--- START OF DATA SHOWN ---

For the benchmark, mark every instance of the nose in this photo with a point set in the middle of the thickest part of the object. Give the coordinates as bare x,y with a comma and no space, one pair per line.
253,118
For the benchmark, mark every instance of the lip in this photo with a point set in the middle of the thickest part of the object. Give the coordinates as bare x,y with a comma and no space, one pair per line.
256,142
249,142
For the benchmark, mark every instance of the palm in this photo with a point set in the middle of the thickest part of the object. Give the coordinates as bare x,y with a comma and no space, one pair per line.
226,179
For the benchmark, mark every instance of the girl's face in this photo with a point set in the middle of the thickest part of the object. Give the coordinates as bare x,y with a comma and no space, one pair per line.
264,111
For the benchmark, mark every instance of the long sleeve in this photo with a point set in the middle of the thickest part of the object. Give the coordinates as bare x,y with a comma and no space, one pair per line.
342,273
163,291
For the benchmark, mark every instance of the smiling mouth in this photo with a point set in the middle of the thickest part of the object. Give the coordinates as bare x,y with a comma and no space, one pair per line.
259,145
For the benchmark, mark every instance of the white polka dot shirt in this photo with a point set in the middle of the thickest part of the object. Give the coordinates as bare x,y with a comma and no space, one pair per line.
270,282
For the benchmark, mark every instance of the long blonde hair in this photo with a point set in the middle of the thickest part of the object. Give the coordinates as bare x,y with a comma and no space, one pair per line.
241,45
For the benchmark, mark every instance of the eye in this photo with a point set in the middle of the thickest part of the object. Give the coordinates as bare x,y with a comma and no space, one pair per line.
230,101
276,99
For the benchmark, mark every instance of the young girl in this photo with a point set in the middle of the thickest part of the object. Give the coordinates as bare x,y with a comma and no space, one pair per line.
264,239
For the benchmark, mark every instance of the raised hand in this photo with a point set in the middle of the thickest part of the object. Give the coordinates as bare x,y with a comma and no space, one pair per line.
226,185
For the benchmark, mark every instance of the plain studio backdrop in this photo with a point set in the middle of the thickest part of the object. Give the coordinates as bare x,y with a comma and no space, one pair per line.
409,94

--- END OF DATA SHOWN ---

STATED PROBLEM: Could you write out the material word for word, starting at the line that contains "For the benchmark, mark every instance of the long blonde" and ending at the last line of the material?

ANSWER BELOW:
For the benchmark, mark every instance of the long blonde hair in this photo with a point set in the middle of the thickest part of the object. Give the coordinates as bare x,y with a comma and no space, one pair per line.
241,45
For the benchmark, mark every instance of the eye in this photo with a point set in the middle of the thickest part of the object. Give the coordinates as bare x,y with a comma and no space, one pair per line.
230,101
276,99
For the benchmark, mark every instance of the young girl in this photo with a point set in the middle of the thickest part of the object. Give the coordinates as bare x,y with a comma and no space, one pair per line.
264,239
For the benchmark, mark every instance of the raised hand in this photo with a point set in the middle of the thickest part of the object. Give the coordinates as bare x,y with a comma and no space, one pair per line.
226,185
For the benchmark, mark every instance of the plain studio backdrop in this photo with a point set in the middle of the thickest part of the object. Give the coordinates as bare x,y with a comma and no space, one pair per line.
409,94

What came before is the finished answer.